**Problem description:**
Print the passage of the Warmbloods of Color thread below from "What can you" to "things for him.", word for word.

**Extract:**

# Warmbloods of Color



## appylover31803 (Sep 18, 2007)

What can you tell me about them? I'm interested in a horse that is a Warmblood of Color and would like to know some characteristics of them. 

Thanks so much!


----------



## mlkarel2010 (Jan 27, 2008)

I think he's just a warmblood with a pinto pattern. So, I'd say usual warmblood things for him.


----------



## appylover31803 (Sep 18, 2007)

ohh ok. Kinda figured that but i wasn't sure.

Hopefully i'll have more pics of Tango shortly


----------



## jazzyrider (Sep 16, 2007)

oooooo a coloured warmblood. make sure its a mare then jarred can have another girlfriend  check the family history etc because, and i could be totally wrong here, but it seems that if its a warmblood of colour it may not be 100% wb. would love to see pics of him/her though


----------



## FoxyRoxy1507 (Jul 15, 2008)

well if it's a warmblood of color it can never be a full blooded wb back thru the lines bc they have to breed to a paint or pinto at some point to get the coloring


----------



## appylover31803 (Sep 18, 2007)

Jazzy, this is the horse i'm highly interested in.
http://www.horsefinders.com/horse-for-sale-Warmbloods of Color-in-CT_58104_44.html

Can they be registered with like a Warmblood of Colors? The ad doesn't say if he is or not, but i would just like to know.

And unfortunately, as much as I would love for Jarred to have a girlfriend, i'm going with a gelding.


----------



## FoxyRoxy1507 (Jul 15, 2008)

the horse is cute and yes warmbloods of color can be registered but you have to know the lineage of the horse and where it came from and things like that, its the same with registering any horse, but the color doesnt matter.


----------



## appylover31803 (Sep 18, 2007)

oh ok. Thanks so much! I'll see if I can get some history on him, but it doesn't matter if he can't be registered.


----------



## Syble413 (Jul 22, 2008)

I don't know if this is the type of horse you want to see but this is a horse that I used to own. She is a paint/percheron cross.....

ETA: I couldn't get the picture to work. Still trying to get used to this forum. :roll:


----------



## jazzyrider (Sep 16, 2007)

syble - click on the upload picture button and then choose your pic. when it comes up in the little box click on 'insert picture and upload another'. even if you arent uploading another one still click on that and then just close the upload box when youre done


----------



## Kirsti Arndt (Jun 23, 2008)

oh appylover i think he is just beautiful -he was my favorite on your other post


----------



## appylover31803 (Sep 18, 2007)

oh thank you!


----------



## Sara (Jul 6, 2007)

I know I've said this before, but I'm definitely on the Sempatico bandwagon. He makes such consistently nice babies 

http://www.silverwoodfarm.com/sempatico.html


----------



## my2geldings (Feb 18, 2008)

An old friend of mine owned a palomino gelding. He had good bloodlines and both his dam and sire were registered except for him. The registry doesn't accept palominos. I have no idea as to the reasoning. I would think it might be because they consider less pure?

either way I don't see why it would matter since he wouldn't be breeding but that's part of the game I guess.

If you were to spend that kind of money on a warmblood, I would personally stick to a more "typical" color where he/she will have a better re-selling value and won't be under-judged in the show ring.


----------

**Data lines:**
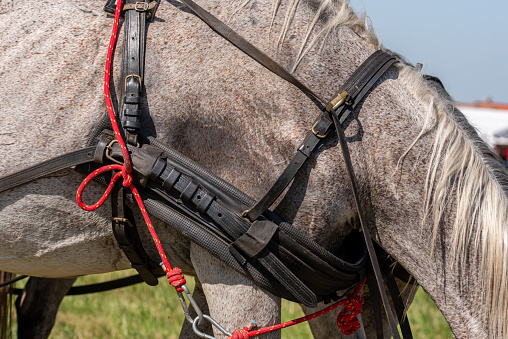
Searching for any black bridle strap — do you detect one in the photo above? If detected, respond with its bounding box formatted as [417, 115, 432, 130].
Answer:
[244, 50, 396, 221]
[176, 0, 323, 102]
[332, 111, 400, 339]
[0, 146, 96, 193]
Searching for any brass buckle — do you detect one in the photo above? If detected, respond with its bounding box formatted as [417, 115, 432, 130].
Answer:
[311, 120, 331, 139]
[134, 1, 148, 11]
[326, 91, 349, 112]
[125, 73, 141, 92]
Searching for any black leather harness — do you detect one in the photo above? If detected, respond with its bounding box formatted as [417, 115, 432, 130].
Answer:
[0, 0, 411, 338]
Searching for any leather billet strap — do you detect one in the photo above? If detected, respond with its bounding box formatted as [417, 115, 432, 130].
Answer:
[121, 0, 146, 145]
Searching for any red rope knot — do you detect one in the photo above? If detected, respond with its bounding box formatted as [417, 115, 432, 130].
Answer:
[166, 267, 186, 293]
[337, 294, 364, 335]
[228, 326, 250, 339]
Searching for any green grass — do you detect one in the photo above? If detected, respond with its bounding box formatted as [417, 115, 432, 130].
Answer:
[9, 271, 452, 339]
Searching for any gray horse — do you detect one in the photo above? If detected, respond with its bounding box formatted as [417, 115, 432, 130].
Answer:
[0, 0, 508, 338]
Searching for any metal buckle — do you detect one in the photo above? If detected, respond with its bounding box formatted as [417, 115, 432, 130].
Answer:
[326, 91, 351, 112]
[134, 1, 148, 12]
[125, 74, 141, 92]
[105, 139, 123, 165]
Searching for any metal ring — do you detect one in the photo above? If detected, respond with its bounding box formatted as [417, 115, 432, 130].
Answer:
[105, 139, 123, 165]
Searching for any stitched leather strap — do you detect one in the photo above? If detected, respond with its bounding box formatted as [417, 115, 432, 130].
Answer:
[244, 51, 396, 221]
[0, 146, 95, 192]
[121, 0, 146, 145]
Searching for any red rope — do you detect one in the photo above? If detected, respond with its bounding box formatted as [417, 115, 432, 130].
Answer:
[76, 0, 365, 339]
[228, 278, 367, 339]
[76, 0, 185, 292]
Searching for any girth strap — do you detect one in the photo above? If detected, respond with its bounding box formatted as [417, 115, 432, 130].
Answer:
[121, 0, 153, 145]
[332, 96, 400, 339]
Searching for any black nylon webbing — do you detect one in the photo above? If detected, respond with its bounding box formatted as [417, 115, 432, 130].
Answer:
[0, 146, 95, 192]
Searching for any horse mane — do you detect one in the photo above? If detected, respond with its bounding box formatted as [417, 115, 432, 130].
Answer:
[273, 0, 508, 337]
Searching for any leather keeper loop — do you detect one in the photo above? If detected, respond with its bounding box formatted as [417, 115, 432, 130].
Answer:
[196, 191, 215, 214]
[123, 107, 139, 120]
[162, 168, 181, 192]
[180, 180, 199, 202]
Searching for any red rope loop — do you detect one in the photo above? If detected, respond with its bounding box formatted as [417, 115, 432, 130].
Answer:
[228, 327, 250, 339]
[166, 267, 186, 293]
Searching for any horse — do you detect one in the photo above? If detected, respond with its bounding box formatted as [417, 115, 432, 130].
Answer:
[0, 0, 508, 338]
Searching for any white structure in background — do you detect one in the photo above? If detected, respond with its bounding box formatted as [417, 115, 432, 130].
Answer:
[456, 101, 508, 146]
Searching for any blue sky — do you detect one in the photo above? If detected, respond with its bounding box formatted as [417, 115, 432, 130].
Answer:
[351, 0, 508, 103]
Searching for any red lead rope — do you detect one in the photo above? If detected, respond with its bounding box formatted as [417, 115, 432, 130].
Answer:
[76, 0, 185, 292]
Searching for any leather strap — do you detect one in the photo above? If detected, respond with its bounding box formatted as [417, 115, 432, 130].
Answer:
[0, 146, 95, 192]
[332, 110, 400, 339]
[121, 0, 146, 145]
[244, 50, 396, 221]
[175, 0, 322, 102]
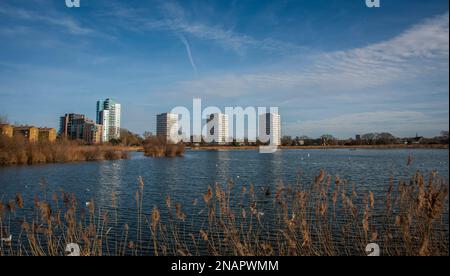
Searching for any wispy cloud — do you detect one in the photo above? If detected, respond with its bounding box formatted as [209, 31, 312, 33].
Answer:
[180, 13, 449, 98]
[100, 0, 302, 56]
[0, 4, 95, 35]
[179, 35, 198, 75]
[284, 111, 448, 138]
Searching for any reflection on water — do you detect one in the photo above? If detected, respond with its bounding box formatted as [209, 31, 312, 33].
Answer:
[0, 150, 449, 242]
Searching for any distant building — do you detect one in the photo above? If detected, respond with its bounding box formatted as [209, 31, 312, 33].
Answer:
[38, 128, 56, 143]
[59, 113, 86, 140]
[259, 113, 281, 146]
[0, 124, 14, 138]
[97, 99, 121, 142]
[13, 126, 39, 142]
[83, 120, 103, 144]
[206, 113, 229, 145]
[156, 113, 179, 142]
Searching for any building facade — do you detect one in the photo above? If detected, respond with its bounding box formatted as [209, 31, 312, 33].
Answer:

**Response:**
What can you tell me about them? I'm interested in a horse that is a Warmblood of Color and would like to know some characteristics of them. 

Thanks so much!


----------



## mlkarel2010 (Jan 27, 2008)

I think he's just a warmblood with a pinto pattern. So, I'd say usual warmblood things for him.